Exercise objective: Return only the line that contains "slab, placing a dot on each." and each line after it, through the last line of the data below, copied exactly.

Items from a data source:
____________

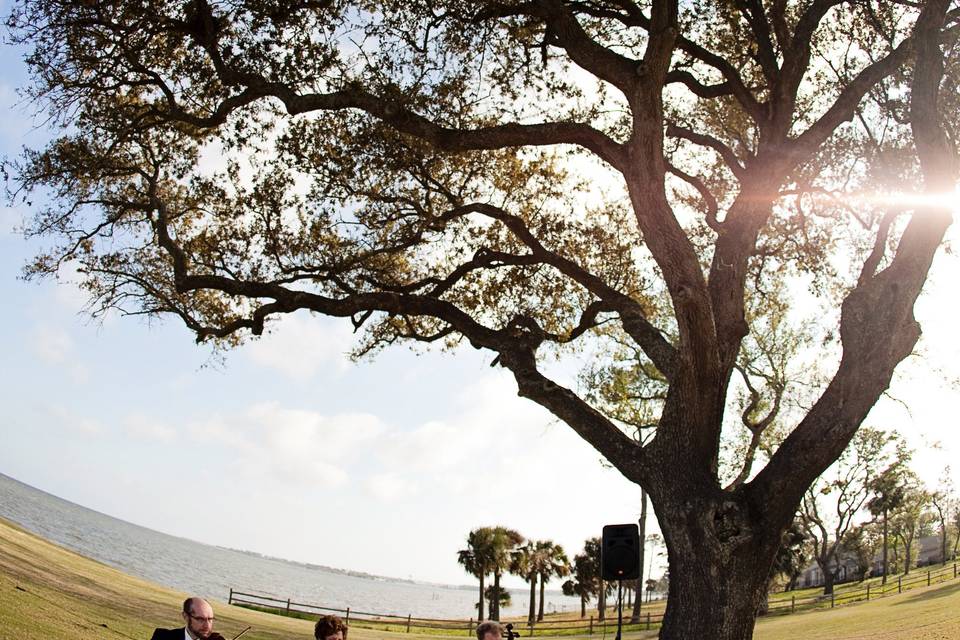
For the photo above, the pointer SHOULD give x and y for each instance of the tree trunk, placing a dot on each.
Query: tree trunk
(495, 602)
(602, 601)
(480, 604)
(829, 577)
(943, 543)
(885, 550)
(638, 599)
(533, 597)
(714, 594)
(543, 584)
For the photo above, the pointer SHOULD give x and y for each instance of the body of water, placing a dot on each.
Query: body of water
(210, 571)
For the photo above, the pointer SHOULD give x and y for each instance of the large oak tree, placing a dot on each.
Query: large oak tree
(527, 176)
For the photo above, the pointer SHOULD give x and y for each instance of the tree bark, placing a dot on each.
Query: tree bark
(885, 547)
(480, 603)
(495, 603)
(714, 593)
(543, 584)
(533, 597)
(638, 600)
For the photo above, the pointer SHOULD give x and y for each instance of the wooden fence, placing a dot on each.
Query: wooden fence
(857, 592)
(648, 620)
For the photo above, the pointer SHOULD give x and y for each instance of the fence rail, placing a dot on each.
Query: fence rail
(590, 626)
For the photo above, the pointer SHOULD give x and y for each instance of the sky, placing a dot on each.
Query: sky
(289, 449)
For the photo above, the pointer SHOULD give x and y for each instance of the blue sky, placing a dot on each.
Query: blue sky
(288, 449)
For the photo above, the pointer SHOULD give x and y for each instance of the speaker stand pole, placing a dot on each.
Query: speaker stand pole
(619, 607)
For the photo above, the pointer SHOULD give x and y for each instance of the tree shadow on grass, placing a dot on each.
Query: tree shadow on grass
(931, 594)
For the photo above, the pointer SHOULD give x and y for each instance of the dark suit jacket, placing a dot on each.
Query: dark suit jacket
(167, 634)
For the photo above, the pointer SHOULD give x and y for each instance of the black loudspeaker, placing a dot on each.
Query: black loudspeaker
(620, 552)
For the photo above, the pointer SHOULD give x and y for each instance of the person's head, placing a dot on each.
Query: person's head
(489, 630)
(330, 628)
(198, 618)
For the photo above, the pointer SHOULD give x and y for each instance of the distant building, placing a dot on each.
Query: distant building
(928, 552)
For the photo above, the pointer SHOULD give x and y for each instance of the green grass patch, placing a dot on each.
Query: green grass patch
(49, 593)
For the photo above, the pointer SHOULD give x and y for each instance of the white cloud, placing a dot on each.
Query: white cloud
(292, 446)
(86, 427)
(147, 428)
(300, 345)
(51, 344)
(54, 346)
(10, 220)
(390, 486)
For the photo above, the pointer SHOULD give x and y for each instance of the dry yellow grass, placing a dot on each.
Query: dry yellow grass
(49, 593)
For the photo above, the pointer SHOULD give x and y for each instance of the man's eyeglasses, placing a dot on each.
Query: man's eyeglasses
(201, 619)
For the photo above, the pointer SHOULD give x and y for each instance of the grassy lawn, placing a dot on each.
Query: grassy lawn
(49, 593)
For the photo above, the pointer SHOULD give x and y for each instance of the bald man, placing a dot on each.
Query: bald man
(198, 623)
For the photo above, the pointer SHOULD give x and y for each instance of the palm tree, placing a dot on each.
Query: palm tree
(526, 563)
(551, 561)
(583, 582)
(504, 542)
(478, 558)
(576, 588)
(499, 595)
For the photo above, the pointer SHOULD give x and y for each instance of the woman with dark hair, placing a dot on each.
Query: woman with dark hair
(330, 628)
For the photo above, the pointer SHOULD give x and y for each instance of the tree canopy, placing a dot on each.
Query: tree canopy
(535, 178)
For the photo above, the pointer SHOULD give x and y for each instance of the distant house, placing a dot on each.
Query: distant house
(928, 553)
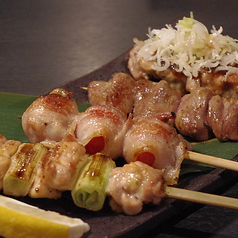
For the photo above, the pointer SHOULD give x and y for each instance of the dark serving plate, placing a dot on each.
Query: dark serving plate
(106, 223)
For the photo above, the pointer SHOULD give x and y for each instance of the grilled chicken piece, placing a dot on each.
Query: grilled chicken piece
(191, 118)
(136, 70)
(220, 82)
(49, 117)
(157, 144)
(101, 129)
(58, 169)
(117, 92)
(223, 117)
(157, 98)
(133, 185)
(141, 69)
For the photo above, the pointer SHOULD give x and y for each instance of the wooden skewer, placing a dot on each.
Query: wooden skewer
(211, 160)
(206, 159)
(200, 197)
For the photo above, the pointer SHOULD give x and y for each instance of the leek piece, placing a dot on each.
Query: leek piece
(22, 170)
(90, 189)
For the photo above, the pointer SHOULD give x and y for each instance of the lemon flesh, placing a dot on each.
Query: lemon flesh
(18, 219)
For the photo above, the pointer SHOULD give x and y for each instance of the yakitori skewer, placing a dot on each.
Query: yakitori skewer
(212, 160)
(135, 184)
(206, 159)
(200, 197)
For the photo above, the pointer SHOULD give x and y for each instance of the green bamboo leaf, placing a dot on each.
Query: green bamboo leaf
(12, 107)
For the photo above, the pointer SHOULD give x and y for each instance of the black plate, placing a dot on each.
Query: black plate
(106, 223)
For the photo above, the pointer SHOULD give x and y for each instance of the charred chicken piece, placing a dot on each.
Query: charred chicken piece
(157, 144)
(117, 92)
(191, 118)
(133, 185)
(49, 117)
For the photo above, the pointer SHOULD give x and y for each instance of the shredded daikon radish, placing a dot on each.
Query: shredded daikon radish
(189, 47)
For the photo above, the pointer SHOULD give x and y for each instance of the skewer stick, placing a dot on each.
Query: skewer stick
(206, 159)
(200, 197)
(211, 160)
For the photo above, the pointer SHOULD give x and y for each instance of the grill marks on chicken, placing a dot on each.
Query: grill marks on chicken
(55, 172)
(156, 98)
(58, 168)
(141, 69)
(49, 117)
(117, 92)
(220, 83)
(157, 144)
(223, 117)
(191, 118)
(101, 129)
(201, 115)
(133, 185)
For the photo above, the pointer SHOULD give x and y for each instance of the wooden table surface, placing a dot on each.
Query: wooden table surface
(47, 43)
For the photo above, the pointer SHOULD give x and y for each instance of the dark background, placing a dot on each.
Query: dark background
(46, 43)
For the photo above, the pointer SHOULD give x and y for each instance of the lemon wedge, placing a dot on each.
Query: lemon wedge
(18, 219)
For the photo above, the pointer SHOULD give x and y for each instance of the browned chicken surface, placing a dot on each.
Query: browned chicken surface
(223, 117)
(157, 144)
(101, 129)
(157, 98)
(133, 185)
(117, 92)
(49, 117)
(191, 118)
(141, 69)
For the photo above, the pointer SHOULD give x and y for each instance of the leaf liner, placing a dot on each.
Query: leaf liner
(12, 106)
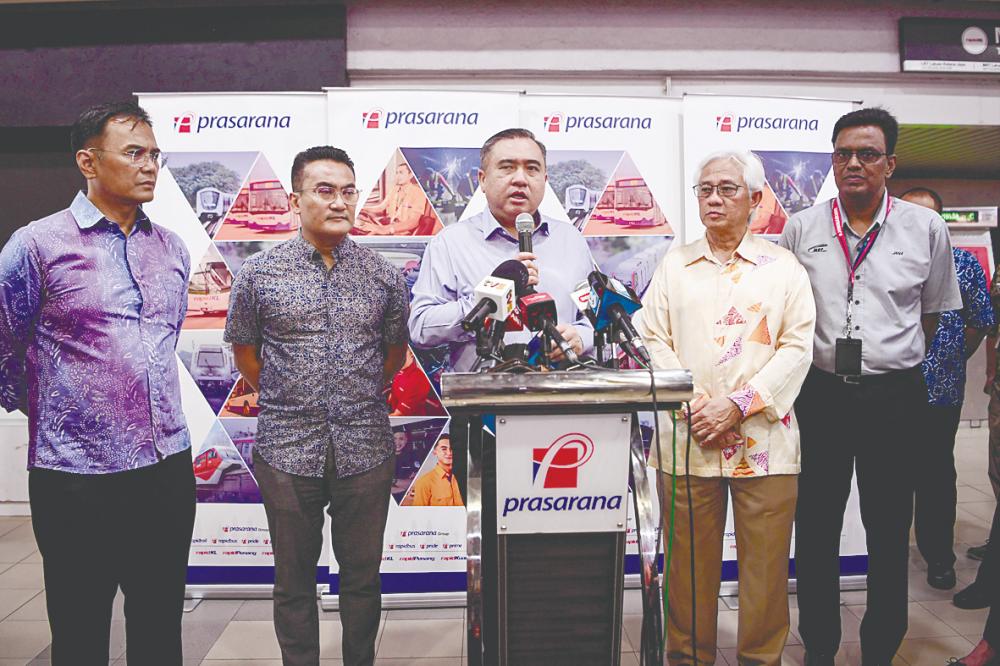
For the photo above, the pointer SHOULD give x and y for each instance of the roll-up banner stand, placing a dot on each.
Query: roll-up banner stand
(225, 192)
(416, 158)
(614, 171)
(792, 137)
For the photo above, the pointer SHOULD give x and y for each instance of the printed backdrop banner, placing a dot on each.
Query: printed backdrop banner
(791, 137)
(225, 192)
(613, 163)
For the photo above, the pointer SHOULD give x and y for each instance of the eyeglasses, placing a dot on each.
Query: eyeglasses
(865, 155)
(328, 194)
(726, 190)
(137, 156)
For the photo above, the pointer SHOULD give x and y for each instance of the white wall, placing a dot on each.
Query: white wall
(838, 50)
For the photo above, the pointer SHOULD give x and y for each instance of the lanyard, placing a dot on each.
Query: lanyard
(866, 245)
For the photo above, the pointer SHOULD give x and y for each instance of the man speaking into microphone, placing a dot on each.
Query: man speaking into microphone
(512, 175)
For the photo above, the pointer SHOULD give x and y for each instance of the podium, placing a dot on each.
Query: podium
(543, 460)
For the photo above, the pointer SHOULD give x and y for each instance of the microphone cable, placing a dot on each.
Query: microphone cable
(694, 603)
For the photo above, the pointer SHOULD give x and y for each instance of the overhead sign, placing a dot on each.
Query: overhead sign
(949, 45)
(562, 475)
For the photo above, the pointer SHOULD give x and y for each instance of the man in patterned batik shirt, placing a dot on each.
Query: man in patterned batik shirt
(958, 335)
(738, 312)
(318, 325)
(91, 301)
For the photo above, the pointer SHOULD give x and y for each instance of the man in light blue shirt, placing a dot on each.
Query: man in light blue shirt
(512, 175)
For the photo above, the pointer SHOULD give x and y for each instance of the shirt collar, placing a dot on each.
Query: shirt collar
(88, 215)
(490, 228)
(880, 214)
(700, 249)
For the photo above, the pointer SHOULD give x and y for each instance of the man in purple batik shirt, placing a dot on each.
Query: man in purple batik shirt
(91, 301)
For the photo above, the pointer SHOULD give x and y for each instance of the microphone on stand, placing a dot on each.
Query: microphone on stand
(614, 305)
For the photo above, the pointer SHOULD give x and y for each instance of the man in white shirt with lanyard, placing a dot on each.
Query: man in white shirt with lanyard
(881, 272)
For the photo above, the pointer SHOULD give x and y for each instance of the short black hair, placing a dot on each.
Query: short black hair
(502, 135)
(938, 203)
(92, 122)
(317, 154)
(876, 116)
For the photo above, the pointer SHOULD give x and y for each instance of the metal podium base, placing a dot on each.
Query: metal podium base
(560, 598)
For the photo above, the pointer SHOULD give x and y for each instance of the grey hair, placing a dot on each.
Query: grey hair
(750, 164)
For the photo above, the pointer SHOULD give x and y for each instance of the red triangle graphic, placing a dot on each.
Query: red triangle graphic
(208, 292)
(223, 467)
(268, 216)
(411, 394)
(627, 206)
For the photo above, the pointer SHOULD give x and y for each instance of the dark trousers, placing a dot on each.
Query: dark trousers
(358, 507)
(99, 532)
(870, 428)
(936, 494)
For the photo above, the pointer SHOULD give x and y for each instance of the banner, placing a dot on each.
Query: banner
(224, 190)
(790, 136)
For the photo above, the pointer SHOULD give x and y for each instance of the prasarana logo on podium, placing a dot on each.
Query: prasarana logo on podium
(557, 465)
(551, 480)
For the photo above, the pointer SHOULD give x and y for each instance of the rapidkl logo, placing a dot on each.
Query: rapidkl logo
(372, 119)
(557, 464)
(182, 123)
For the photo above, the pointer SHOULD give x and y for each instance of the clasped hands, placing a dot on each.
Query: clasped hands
(715, 422)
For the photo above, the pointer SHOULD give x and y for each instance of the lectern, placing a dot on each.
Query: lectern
(543, 460)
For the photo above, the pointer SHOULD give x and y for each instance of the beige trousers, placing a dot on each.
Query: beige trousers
(764, 510)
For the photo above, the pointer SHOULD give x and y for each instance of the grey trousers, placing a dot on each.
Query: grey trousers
(358, 506)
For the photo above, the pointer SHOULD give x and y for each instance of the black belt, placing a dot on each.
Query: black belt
(890, 377)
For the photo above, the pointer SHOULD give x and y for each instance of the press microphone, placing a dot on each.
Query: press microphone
(614, 304)
(538, 311)
(524, 224)
(581, 296)
(495, 294)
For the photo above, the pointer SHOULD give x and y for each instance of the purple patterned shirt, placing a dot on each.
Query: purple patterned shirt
(88, 329)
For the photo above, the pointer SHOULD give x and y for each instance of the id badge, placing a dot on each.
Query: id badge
(847, 358)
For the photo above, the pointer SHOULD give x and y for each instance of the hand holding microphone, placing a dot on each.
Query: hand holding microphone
(524, 224)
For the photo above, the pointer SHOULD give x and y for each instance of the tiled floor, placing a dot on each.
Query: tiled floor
(230, 633)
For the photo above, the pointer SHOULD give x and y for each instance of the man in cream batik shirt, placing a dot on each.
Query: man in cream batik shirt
(738, 312)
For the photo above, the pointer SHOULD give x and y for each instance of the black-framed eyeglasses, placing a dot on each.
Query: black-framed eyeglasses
(328, 194)
(137, 157)
(865, 155)
(726, 190)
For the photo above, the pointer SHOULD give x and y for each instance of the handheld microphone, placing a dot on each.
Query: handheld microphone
(496, 294)
(524, 224)
(614, 305)
(539, 314)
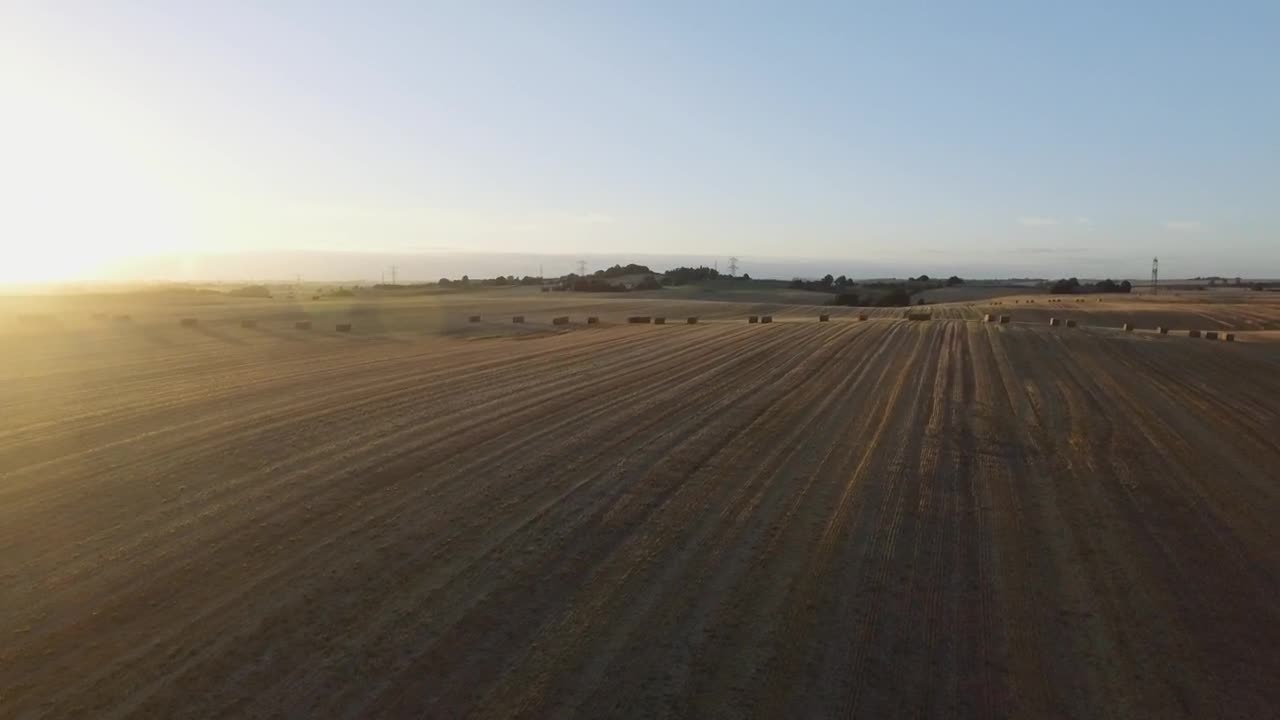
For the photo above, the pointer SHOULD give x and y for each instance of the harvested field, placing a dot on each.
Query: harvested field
(839, 519)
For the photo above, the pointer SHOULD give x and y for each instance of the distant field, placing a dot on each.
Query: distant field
(435, 518)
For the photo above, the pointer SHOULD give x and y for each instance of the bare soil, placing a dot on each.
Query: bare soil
(801, 519)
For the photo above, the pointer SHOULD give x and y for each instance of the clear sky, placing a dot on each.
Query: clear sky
(1075, 137)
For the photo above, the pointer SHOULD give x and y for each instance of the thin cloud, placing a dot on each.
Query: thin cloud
(1033, 222)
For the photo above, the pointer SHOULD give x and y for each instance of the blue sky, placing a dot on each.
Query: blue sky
(1073, 139)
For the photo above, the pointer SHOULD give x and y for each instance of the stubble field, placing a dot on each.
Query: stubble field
(855, 519)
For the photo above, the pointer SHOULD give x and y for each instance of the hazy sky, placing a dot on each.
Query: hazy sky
(1078, 137)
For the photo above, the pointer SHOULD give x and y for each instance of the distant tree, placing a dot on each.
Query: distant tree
(895, 297)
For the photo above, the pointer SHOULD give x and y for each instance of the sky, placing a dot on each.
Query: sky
(1047, 139)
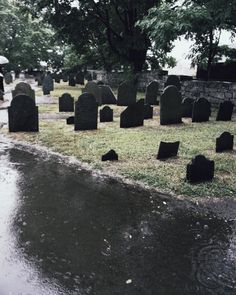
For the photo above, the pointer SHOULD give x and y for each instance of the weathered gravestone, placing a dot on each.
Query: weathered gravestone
(170, 106)
(23, 114)
(127, 93)
(167, 150)
(23, 88)
(48, 84)
(93, 88)
(173, 80)
(107, 95)
(148, 112)
(106, 114)
(201, 110)
(110, 156)
(225, 142)
(86, 112)
(225, 111)
(152, 92)
(133, 115)
(200, 169)
(66, 103)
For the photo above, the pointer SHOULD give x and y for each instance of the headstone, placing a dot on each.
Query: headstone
(225, 142)
(133, 115)
(201, 110)
(107, 95)
(167, 150)
(152, 92)
(48, 84)
(187, 107)
(127, 93)
(225, 111)
(148, 112)
(170, 106)
(86, 112)
(173, 80)
(200, 169)
(23, 114)
(66, 103)
(93, 88)
(106, 114)
(110, 156)
(23, 88)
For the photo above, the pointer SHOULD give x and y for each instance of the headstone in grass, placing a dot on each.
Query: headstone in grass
(225, 111)
(66, 103)
(200, 169)
(133, 115)
(107, 95)
(23, 114)
(152, 92)
(224, 142)
(106, 114)
(173, 80)
(127, 93)
(86, 112)
(93, 88)
(167, 150)
(23, 88)
(110, 156)
(187, 107)
(148, 111)
(201, 110)
(170, 106)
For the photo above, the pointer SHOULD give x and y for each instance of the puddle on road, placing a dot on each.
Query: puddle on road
(64, 231)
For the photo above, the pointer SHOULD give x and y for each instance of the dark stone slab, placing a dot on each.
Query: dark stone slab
(66, 103)
(86, 112)
(152, 92)
(106, 114)
(170, 106)
(225, 111)
(107, 95)
(110, 156)
(200, 169)
(167, 150)
(201, 110)
(225, 142)
(23, 114)
(133, 115)
(127, 93)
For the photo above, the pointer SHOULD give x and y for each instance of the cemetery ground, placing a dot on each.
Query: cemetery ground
(137, 148)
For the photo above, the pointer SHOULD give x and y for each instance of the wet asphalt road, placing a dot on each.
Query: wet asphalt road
(65, 231)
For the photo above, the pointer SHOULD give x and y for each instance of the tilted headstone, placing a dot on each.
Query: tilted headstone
(200, 169)
(133, 115)
(110, 156)
(23, 114)
(225, 142)
(93, 88)
(23, 88)
(170, 106)
(66, 103)
(187, 107)
(225, 111)
(201, 110)
(86, 112)
(127, 93)
(106, 114)
(173, 80)
(167, 150)
(148, 112)
(107, 95)
(152, 92)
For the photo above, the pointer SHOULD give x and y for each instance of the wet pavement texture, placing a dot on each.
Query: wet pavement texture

____________

Written response:
For the photo above, the pointer SHOULD give x and y for each instance of the dark stone slab, placing a dot on each.
Query: dark stone slab
(66, 103)
(86, 112)
(152, 92)
(106, 114)
(170, 106)
(225, 111)
(107, 95)
(110, 156)
(200, 169)
(167, 150)
(201, 110)
(225, 142)
(23, 114)
(133, 115)
(127, 93)
For the photo above, the pointer SHOULD give x and y for each instance of the cemetery ground, placing a dot on each.
Query: cemetery ground
(137, 148)
For the photo above, the pointer SHOULD give x and y for each instance of the wet asphalt road, placing a dot on each.
Query: wet asphalt road
(65, 231)
For the photo above, the pointer SHOULD give x and y for each instance of the tilted headstone, placing a dot on each.
Query: tilted headstone
(200, 169)
(133, 115)
(110, 156)
(23, 114)
(225, 142)
(93, 88)
(23, 88)
(170, 106)
(66, 103)
(187, 107)
(225, 111)
(201, 110)
(86, 112)
(127, 93)
(106, 114)
(173, 80)
(167, 150)
(148, 112)
(107, 95)
(152, 92)
For the photo above, the pointer SHOULD give x and y for each instance of the wet pavement texture, placing a dot on each.
Query: wet pavement texture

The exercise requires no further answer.